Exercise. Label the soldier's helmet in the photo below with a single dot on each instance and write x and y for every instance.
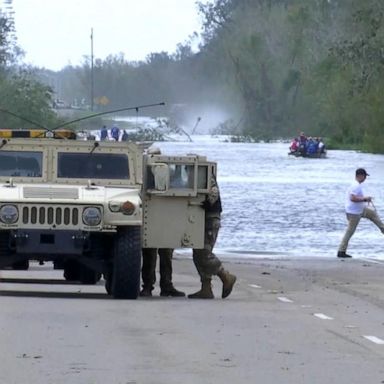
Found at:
(154, 151)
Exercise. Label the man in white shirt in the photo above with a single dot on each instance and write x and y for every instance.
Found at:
(355, 209)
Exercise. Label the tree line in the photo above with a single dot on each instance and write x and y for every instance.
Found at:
(271, 68)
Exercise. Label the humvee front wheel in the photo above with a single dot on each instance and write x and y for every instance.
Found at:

☆ ☆ ☆

What is required:
Please arrange every line of the records above as a numbered list, skipping blank lines and leaving the pictures out.

Solved exercise:
1. Exercise. Label the soldier's helmet in the photo below with a single dot on each instance and write x and y for every instance.
2. Found at:
3. (154, 151)
4. Exercise. Label the man in white shirt in the photo above with a single dot on each instance and write x and y for every instance.
5. Found at:
6. (355, 209)
7. Exercise. Label the tree line in the photo above with a single dot on each instance and write x and y for every instance.
8. Found at:
9. (271, 68)
10. Exercise. Label the humvee front wheel in the photo above with a single dot on each instance and write x and y for every instance.
11. Found at:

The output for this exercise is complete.